Format the data below as a Markdown table with the columns Row and Entry, one numbered row per line, and leave out blank lines.

* _MATERIAL SHOWN_:

....................

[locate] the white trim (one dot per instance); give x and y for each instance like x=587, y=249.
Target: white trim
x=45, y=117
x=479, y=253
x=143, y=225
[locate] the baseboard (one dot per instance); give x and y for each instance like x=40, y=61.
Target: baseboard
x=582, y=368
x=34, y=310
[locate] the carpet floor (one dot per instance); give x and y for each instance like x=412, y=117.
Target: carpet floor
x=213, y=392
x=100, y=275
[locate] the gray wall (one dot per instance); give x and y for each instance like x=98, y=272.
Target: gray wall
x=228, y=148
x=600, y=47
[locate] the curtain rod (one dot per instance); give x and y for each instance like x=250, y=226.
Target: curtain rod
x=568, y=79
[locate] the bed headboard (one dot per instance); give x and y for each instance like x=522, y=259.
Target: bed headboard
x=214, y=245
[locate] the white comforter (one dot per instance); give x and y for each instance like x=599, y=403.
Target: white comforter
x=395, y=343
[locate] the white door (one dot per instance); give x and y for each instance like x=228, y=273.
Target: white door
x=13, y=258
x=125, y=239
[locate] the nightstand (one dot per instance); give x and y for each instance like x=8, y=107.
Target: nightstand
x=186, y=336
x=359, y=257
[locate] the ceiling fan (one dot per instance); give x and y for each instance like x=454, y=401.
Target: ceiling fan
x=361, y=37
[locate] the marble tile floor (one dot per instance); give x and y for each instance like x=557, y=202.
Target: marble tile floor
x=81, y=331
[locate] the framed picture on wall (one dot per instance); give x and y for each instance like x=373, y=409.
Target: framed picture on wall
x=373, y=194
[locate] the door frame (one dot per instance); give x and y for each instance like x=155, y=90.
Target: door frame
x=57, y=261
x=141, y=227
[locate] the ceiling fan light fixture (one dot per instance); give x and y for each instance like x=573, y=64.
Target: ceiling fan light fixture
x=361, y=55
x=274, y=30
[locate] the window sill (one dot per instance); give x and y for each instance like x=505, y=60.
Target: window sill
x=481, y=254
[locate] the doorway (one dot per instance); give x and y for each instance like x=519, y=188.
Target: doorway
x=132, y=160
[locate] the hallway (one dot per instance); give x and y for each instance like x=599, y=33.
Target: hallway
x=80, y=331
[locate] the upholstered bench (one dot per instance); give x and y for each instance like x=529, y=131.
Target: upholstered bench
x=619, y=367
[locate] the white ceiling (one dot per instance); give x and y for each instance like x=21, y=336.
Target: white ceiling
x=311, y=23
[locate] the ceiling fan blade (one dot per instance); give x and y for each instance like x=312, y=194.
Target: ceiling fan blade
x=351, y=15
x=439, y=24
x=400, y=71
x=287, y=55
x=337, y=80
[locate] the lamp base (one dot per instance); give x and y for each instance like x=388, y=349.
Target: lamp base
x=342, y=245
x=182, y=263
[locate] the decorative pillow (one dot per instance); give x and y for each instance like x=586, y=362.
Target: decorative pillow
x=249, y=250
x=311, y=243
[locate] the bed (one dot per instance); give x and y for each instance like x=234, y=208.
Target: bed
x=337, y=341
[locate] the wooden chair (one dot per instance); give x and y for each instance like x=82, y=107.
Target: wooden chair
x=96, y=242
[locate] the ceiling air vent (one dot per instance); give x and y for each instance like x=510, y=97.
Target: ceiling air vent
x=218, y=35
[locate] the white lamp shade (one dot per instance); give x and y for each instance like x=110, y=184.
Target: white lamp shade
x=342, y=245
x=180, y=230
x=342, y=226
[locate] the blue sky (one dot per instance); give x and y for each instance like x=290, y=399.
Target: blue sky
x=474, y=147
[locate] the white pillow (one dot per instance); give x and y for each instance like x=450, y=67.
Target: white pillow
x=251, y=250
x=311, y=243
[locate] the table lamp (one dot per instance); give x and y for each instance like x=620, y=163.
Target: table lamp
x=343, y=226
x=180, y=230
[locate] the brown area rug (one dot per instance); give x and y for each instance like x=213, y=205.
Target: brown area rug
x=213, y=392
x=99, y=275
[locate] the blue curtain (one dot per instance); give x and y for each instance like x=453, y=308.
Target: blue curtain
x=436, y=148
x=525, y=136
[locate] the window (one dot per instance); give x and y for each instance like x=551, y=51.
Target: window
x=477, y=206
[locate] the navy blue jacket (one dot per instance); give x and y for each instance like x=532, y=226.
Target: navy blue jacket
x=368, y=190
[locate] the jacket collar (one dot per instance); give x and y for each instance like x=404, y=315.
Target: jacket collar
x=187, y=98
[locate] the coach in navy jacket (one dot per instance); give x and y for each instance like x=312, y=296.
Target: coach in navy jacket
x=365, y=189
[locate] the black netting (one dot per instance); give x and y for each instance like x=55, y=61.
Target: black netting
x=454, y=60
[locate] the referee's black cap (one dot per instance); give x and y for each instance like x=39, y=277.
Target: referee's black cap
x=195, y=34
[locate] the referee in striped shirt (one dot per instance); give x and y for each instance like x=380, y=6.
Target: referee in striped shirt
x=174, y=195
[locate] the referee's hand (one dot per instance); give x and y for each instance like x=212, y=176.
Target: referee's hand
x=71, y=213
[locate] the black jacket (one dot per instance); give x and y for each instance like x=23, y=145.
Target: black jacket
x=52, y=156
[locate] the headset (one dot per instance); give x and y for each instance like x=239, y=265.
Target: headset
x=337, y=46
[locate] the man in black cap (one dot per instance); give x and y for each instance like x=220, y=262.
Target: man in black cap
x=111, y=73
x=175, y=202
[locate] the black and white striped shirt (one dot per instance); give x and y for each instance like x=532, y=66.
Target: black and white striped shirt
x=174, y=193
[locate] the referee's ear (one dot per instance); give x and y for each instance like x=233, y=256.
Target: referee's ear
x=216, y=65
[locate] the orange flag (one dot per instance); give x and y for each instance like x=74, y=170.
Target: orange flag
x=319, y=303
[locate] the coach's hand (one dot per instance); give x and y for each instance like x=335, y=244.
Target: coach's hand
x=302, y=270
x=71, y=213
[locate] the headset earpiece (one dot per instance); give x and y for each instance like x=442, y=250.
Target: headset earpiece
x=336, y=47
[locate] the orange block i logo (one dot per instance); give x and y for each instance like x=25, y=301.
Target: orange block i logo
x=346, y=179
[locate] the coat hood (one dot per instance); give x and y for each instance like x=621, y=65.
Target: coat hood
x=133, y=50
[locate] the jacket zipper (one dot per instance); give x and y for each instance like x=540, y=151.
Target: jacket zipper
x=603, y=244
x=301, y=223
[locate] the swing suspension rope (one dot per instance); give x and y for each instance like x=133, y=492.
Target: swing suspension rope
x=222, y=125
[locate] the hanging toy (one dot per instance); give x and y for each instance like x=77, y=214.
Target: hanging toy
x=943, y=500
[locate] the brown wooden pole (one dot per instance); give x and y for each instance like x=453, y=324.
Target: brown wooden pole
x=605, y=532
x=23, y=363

....................

* _ANSWER BELOW_:
| Row | Entry |
|---|---|
| 1 | [locate] the white trim (one dot per instance); give x and y for each instance like x=587, y=249. |
| 2 | Target: white trim |
| 3 | x=45, y=117 |
| 4 | x=479, y=253 |
| 5 | x=143, y=225 |
| 6 | [locate] the baseboard (one dot per instance); give x and y for each instance like x=40, y=61. |
| 7 | Target: baseboard |
| 8 | x=582, y=368 |
| 9 | x=34, y=310 |
| 10 | [locate] the carpet floor (one dot per instance); give x and y for each instance like x=412, y=117. |
| 11 | Target: carpet floor |
| 12 | x=213, y=392 |
| 13 | x=100, y=275 |
| 14 | [locate] the gray wall (one dot per instance); give x and y for each instance like x=98, y=272. |
| 15 | Target: gray wall |
| 16 | x=228, y=148 |
| 17 | x=600, y=47 |
| 18 | [locate] the curtain rod (one dot per instance); give x and y for each instance like x=250, y=226. |
| 19 | Target: curtain rod |
| 20 | x=568, y=79 |
| 21 | [locate] the bed headboard (one dot per instance); give x and y for each instance like x=522, y=259. |
| 22 | Target: bed headboard |
| 23 | x=214, y=245 |
| 24 | [locate] the white comforter (one dot per instance); give x and y for each instance like x=599, y=403. |
| 25 | Target: white comforter |
| 26 | x=395, y=343 |
| 27 | [locate] the white door (one dot per instance); give x and y for each instance like x=228, y=273. |
| 28 | Target: white door |
| 29 | x=13, y=258 |
| 30 | x=125, y=239 |
| 31 | [locate] the nightstand (one dot per instance); give x and y for each instance like x=8, y=107. |
| 32 | Target: nightstand |
| 33 | x=186, y=336 |
| 34 | x=359, y=257 |
| 35 | [locate] the ceiling fan (one dot per instance); give x and y for each instance like x=454, y=401. |
| 36 | Target: ceiling fan |
| 37 | x=361, y=37 |
| 38 | [locate] the marble tile floor (one dot per instance); give x and y for each instance like x=557, y=202. |
| 39 | Target: marble tile floor |
| 40 | x=81, y=331 |
| 41 | [locate] the framed picture on wall (one dot per instance); give x and y for each instance like x=373, y=409. |
| 42 | Target: framed picture on wall |
| 43 | x=373, y=194 |
| 44 | [locate] the door frame (one dot per instance); give x and y for each instance like x=155, y=90. |
| 45 | Target: door frame |
| 46 | x=57, y=261 |
| 47 | x=141, y=227 |
| 48 | [locate] the ceiling fan light fixture (one dot per instance); give x and y for each instance like x=573, y=64. |
| 49 | Target: ceiling fan light fixture |
| 50 | x=361, y=55 |
| 51 | x=274, y=30 |
| 52 | [locate] the window sill (one dot per instance); give x and y for each instance like x=505, y=60. |
| 53 | Target: window sill |
| 54 | x=481, y=254 |
| 55 | [locate] the doorway (one dot per instance); give x and y for each instance like x=519, y=188. |
| 56 | Target: doorway |
| 57 | x=132, y=160 |
| 58 | [locate] the hallway (one dot per instance); give x and y for each instance like x=599, y=33. |
| 59 | Target: hallway |
| 60 | x=80, y=331 |
| 61 | [locate] the upholstered bench (one dot per instance); give x and y for each instance like x=529, y=131. |
| 62 | Target: upholstered bench |
| 63 | x=619, y=367 |
| 64 | [locate] the white ceiling (one dot per instance); give x and y for each instance like x=21, y=336. |
| 65 | Target: white ceiling |
| 66 | x=311, y=23 |
| 67 | [locate] the ceiling fan blade (one dot per instance); give x and y for each instance like x=312, y=194. |
| 68 | Target: ceiling fan blade |
| 69 | x=351, y=15 |
| 70 | x=439, y=24 |
| 71 | x=400, y=71 |
| 72 | x=287, y=55 |
| 73 | x=337, y=80 |
| 74 | [locate] the lamp base (one dot per instance); give x and y for each instance like x=388, y=349. |
| 75 | Target: lamp base |
| 76 | x=342, y=245 |
| 77 | x=182, y=263 |
| 78 | [locate] the decorative pillow (one dot per instance); give x and y for each instance like x=586, y=362. |
| 79 | Target: decorative pillow |
| 80 | x=249, y=250 |
| 81 | x=311, y=243 |
| 82 | [locate] the bed (one dot per instance); give x and y for each instance like x=234, y=208. |
| 83 | Target: bed |
| 84 | x=337, y=341 |
| 85 | [locate] the wooden chair (one dot per instance); give x and y for each instance like x=82, y=107. |
| 86 | Target: wooden chair |
| 87 | x=96, y=242 |
| 88 | [locate] the ceiling air vent (one dot per instance); give x and y for each instance like x=510, y=97. |
| 89 | Target: ceiling air vent |
| 90 | x=218, y=35 |
| 91 | [locate] the white lamp shade (one dot per instance); give x and y for each instance like x=110, y=184. |
| 92 | Target: white lamp shade |
| 93 | x=342, y=245 |
| 94 | x=180, y=230 |
| 95 | x=342, y=226 |
| 96 | [locate] the blue sky (one dot per instance); give x and y for each instance like x=290, y=399. |
| 97 | Target: blue sky |
| 98 | x=474, y=147 |
| 99 | [locate] the white pillow (one dot per instance); give x and y for each instance like x=450, y=67. |
| 100 | Target: white pillow |
| 101 | x=251, y=250 |
| 102 | x=311, y=243 |
| 103 | [locate] the table lamp (one dot per instance); give x and y for each instance like x=620, y=163. |
| 104 | Target: table lamp |
| 105 | x=343, y=226 |
| 106 | x=180, y=230 |
| 107 | [locate] the brown area rug (one dot per instance); give x and y for each instance like x=213, y=205. |
| 108 | Target: brown area rug |
| 109 | x=213, y=392 |
| 110 | x=99, y=275 |
| 111 | [locate] the blue curtain (one dot per instance); give x and y for each instance like x=453, y=308. |
| 112 | Target: blue curtain |
| 113 | x=436, y=148 |
| 114 | x=525, y=136 |
| 115 | [locate] the window (one dot per instance); give x and y for each instance like x=551, y=51. |
| 116 | Target: window |
| 117 | x=477, y=206 |
| 118 | [locate] the navy blue jacket (one dot per instance); give x and y for each instance like x=532, y=226. |
| 119 | Target: navy blue jacket |
| 120 | x=368, y=190 |
| 121 | [locate] the jacket collar (one dot per instance); give x and y for each instance like x=404, y=315. |
| 122 | Target: jacket collar |
| 123 | x=187, y=98 |
| 124 | [locate] the coach in navy jacket (one dot per instance); give x and y for each instance like x=312, y=296. |
| 125 | Target: coach in navy jacket |
| 126 | x=365, y=189 |
| 127 | [locate] the black netting (one dot per instance); give x and y for each instance like x=55, y=61. |
| 128 | Target: black netting |
| 129 | x=454, y=60 |
| 130 | [locate] the referee's black cap (one dot per instance); give x and y for each instance like x=39, y=277. |
| 131 | Target: referee's black cap |
| 132 | x=195, y=34 |
| 133 | [locate] the referee in striped shirt (one dot per instance); give x and y for each instance like x=380, y=6. |
| 134 | Target: referee in striped shirt |
| 135 | x=174, y=195 |
| 136 | [locate] the referee's hand (one dot per instance); give x and y for each instance like x=212, y=176. |
| 137 | Target: referee's hand |
| 138 | x=71, y=213 |
| 139 | [locate] the black jacket (one dot per instance); give x and y for each instance like x=23, y=145. |
| 140 | Target: black jacket |
| 141 | x=52, y=156 |
| 142 | [locate] the headset (one dot per instance); give x and y for each instance like x=239, y=265. |
| 143 | Target: headset |
| 144 | x=337, y=46 |
| 145 | [locate] the man in black cap (one dot per instance); give x and y for each instance like x=220, y=262. |
| 146 | Target: man in black cap |
| 147 | x=111, y=73 |
| 148 | x=175, y=202 |
| 149 | [locate] the black and white striped shirt (one dot per instance); give x and y for each instance like x=532, y=66. |
| 150 | Target: black and white striped shirt |
| 151 | x=174, y=193 |
| 152 | [locate] the referee's ear (one dot per instance); give x and y for each instance like x=233, y=256. |
| 153 | Target: referee's ear |
| 154 | x=216, y=65 |
| 155 | [locate] the orange flag (one dot per instance); give x and y for each instance like x=74, y=170. |
| 156 | Target: orange flag |
| 157 | x=319, y=303 |
| 158 | [locate] the coach's hand (one dot per instance); give x and y for each instance like x=335, y=244. |
| 159 | Target: coach's hand |
| 160 | x=302, y=270 |
| 161 | x=71, y=213 |
| 162 | [locate] the headset earpiece (one dot per instance); give x and y for each instance like x=442, y=250. |
| 163 | Target: headset earpiece |
| 164 | x=336, y=47 |
| 165 | [locate] the orange block i logo (one dot per instance); give x and y for each instance like x=25, y=301. |
| 166 | Target: orange block i logo |
| 167 | x=346, y=179 |
| 168 | [locate] the coat hood (one dot per instance); give x and y for each instance like x=621, y=65. |
| 169 | Target: coat hood |
| 170 | x=133, y=50 |
| 171 | [locate] the jacket zipper (one dot per instance); give x and y for each instance like x=540, y=151. |
| 172 | Target: jacket zipper |
| 173 | x=603, y=244 |
| 174 | x=301, y=223 |
| 175 | [locate] the swing suspension rope (one dot per instance); give x and y for each instance like x=133, y=492. |
| 176 | Target: swing suspension rope |
| 177 | x=222, y=125 |
| 178 | [locate] the hanging toy (one dot per instance); give x and y for each instance like x=77, y=214. |
| 179 | Target: hanging toy |
| 180 | x=943, y=500 |
| 181 | [locate] the brown wooden pole (one dot per instance); give x and y for each instance like x=453, y=324. |
| 182 | Target: brown wooden pole |
| 183 | x=605, y=532 |
| 184 | x=23, y=363 |